Work to be completed
Transcribe the listing precisely, entry by entry.

[Records shown Boundary: Start]

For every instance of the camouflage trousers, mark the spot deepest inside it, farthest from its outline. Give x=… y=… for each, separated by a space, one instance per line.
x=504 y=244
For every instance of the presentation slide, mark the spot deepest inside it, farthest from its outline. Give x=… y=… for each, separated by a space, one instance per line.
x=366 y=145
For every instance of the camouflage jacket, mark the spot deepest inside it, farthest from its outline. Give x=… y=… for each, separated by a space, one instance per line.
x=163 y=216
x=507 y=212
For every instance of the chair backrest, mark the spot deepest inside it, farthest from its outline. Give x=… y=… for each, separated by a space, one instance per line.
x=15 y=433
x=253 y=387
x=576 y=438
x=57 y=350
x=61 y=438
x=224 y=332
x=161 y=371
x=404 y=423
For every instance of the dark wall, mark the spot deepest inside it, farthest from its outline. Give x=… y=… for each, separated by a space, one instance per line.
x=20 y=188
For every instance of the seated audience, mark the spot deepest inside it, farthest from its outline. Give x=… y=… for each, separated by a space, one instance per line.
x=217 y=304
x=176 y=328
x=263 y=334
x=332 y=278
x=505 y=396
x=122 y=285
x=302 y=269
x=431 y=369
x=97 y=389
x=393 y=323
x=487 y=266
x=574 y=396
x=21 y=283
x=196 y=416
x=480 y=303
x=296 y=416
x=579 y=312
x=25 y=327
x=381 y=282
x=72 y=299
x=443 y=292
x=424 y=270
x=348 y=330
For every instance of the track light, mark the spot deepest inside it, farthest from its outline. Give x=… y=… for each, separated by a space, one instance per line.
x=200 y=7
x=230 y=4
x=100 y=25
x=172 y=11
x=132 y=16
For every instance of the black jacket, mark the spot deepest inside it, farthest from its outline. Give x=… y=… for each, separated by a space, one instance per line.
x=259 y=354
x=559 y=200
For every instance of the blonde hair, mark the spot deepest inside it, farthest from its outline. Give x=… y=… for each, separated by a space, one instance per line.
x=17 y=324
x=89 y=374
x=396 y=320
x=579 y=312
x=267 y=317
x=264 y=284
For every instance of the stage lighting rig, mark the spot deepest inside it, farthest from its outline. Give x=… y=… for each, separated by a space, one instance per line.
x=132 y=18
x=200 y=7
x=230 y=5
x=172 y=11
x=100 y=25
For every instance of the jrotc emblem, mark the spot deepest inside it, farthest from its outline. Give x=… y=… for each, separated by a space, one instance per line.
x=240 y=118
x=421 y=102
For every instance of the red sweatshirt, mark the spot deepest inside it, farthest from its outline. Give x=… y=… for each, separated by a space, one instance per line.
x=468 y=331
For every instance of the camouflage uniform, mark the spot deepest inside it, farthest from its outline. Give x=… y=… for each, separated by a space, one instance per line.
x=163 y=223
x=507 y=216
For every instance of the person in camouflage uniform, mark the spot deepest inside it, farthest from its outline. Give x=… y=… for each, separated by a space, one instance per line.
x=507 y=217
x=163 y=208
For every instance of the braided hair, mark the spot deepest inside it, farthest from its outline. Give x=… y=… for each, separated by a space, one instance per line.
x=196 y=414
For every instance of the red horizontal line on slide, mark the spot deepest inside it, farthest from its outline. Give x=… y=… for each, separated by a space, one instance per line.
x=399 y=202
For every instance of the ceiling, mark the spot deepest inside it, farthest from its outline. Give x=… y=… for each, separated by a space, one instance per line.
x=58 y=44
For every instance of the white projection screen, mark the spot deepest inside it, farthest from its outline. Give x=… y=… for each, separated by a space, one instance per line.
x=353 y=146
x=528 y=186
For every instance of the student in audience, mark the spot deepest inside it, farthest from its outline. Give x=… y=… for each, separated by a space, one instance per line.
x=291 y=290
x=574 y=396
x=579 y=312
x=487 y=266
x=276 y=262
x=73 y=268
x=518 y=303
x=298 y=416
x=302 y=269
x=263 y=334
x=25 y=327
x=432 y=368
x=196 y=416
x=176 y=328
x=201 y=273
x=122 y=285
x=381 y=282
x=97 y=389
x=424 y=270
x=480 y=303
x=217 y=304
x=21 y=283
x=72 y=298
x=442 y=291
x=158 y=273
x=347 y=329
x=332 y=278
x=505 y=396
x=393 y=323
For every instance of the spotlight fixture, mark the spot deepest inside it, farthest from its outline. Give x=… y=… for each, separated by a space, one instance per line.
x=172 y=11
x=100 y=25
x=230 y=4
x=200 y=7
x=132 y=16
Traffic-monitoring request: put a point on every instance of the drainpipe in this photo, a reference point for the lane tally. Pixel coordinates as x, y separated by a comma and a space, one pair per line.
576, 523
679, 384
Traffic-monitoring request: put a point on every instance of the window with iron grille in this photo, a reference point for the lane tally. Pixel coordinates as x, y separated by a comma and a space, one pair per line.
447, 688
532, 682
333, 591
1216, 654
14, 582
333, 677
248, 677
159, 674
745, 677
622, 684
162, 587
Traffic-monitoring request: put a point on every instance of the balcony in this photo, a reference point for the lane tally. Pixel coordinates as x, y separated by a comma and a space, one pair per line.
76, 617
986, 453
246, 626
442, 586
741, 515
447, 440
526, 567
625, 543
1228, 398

[Records shown Boundary: End]

Exercise response
For every instance of the camouflage trousers, mark the spot deepest inside it, farthest from its outline. Give x=… y=… for each, separated by a space, one instance per line.
x=504 y=244
For every instance of the presentation slide, mark the spot deepest inside it, farthest from its outline. Give x=… y=… for each, separated by a space, one instance per line.
x=366 y=145
For every instance of the camouflage jacket, mark the spot deepest inside it, farthest from its outline. Give x=… y=… for each, separated by a space, one instance per line.
x=163 y=216
x=507 y=212
For every instance of the chair backrest, mark the spot deepest inside it, farthest from its outline. Give x=… y=… for each, separated by a space, one instance per line.
x=15 y=433
x=253 y=387
x=576 y=438
x=57 y=350
x=61 y=438
x=224 y=332
x=161 y=371
x=404 y=423
For every instance of the dark wall, mark the spot deepest inside it, farthest from its outline. Give x=… y=… for each, separated by a space, one instance per line.
x=20 y=188
For every instance of the seated audience, mark the spot deepest inside it, farthest from its outline. Give x=… y=… for each, separated by a space, one instance per line.
x=217 y=304
x=176 y=328
x=263 y=334
x=332 y=278
x=505 y=396
x=122 y=285
x=302 y=269
x=431 y=369
x=97 y=389
x=393 y=323
x=487 y=266
x=574 y=396
x=21 y=283
x=196 y=416
x=480 y=303
x=296 y=416
x=579 y=312
x=25 y=327
x=381 y=282
x=72 y=299
x=443 y=292
x=424 y=270
x=348 y=330
For every instance of the track light, mark the spot deepest inside it, farthest from its outline. Give x=… y=… for each, separated by a space, one instance per line.
x=200 y=7
x=230 y=4
x=100 y=25
x=172 y=11
x=132 y=16
For every instance of the black jacket, mark the spot deepest inside it, farthest from its outline. Give x=… y=… for each, separated by a space, one instance per line.
x=259 y=354
x=559 y=200
For every instance of the blonde hair, mark the spot deepest inside it, farthest from its outline. Give x=… y=… for each, separated by a space, one instance per line.
x=17 y=324
x=89 y=374
x=396 y=320
x=579 y=312
x=267 y=317
x=264 y=284
For every instance of the stage lighting rig, mark the spot deepest inside it, farthest from its outline. Give x=… y=… for each, separated by a space, one instance per line.
x=132 y=18
x=200 y=7
x=230 y=5
x=172 y=11
x=100 y=25
For every instance of the jrotc emblem, mark the spot deepest inside it, farthest from its outline. Give x=… y=… for each, separated by a space, one instance per line.
x=240 y=118
x=421 y=102
For every instance of the red sweatshirt, mark the spot deepest inside it, farthest from its outline. Give x=… y=… for each, separated by a space, one instance per line.
x=468 y=331
For every instance of the camouflage uniform, mark the spot deepest inside it, farthest from its outline. Give x=… y=… for each, separated by a space, one instance per line.
x=163 y=223
x=507 y=216
For every instance of the person in camouflage uniform, mark the spot deepest inside it, farthest from its outline. Give x=… y=… for each, separated by a space, one instance per line.
x=507 y=217
x=163 y=208
For every instance of the braided hair, mark the spot deepest inside it, farthest from its outline. Give x=… y=… for each, separated by a space, one instance per line.
x=196 y=414
For every instance of the red horizontal line on slide, mark the spot deepest inside it, farthest from its outline. Give x=… y=… for each, separated by a space, one instance per line.
x=399 y=202
For every instance of the ceiling, mark the spot deepest inside it, farthest from its outline. Give x=… y=… for each, separated by a space, one instance per line.
x=58 y=44
For every instance of the white projection screen, mark the spot deepest inside it, farthest from its outline. Give x=… y=… for each, separated by a space, one instance per line.
x=353 y=146
x=528 y=186
For every instance of the student in audience, mark the spot deepest inside it, farthest from its outline. Give x=… y=… for each, separated by a space, one instance per line.
x=291 y=290
x=574 y=396
x=579 y=312
x=487 y=266
x=276 y=262
x=73 y=268
x=518 y=303
x=298 y=416
x=302 y=269
x=263 y=334
x=25 y=327
x=432 y=368
x=196 y=416
x=176 y=328
x=201 y=273
x=122 y=285
x=381 y=282
x=97 y=389
x=424 y=270
x=480 y=303
x=217 y=304
x=21 y=283
x=72 y=298
x=442 y=291
x=158 y=273
x=347 y=329
x=332 y=278
x=505 y=396
x=393 y=323
For every instance of the spotlight fixture, mark the spot deepest inside it, farthest from its outline. Give x=… y=… for each, separated by a space, one instance per line.
x=172 y=11
x=100 y=25
x=230 y=4
x=200 y=7
x=132 y=16
Traffic-monitoring request: put a point on every instance of the drainpipe in this photo, a reference point for the lane tally. Pixel coordinates as x, y separated by a comma and a space, one pair per line.
576, 523
679, 384
Traffic-monitoring request: put a point on every instance of the window with iron grille in this photo, a reference point for the lane tally. Pixel coordinates as x, y separated by a comma and a space, one pair per line.
447, 688
532, 682
333, 591
1216, 654
14, 582
333, 677
248, 677
159, 674
745, 677
622, 684
162, 587
Traffic-monitoring request: put a point on every instance of the balcony in this photo, a reference point for the lane tally. Pixel coordinates as x, y separated by a comma and a space, one pair per line.
76, 617
986, 453
246, 626
442, 586
741, 515
447, 440
526, 567
625, 543
1228, 398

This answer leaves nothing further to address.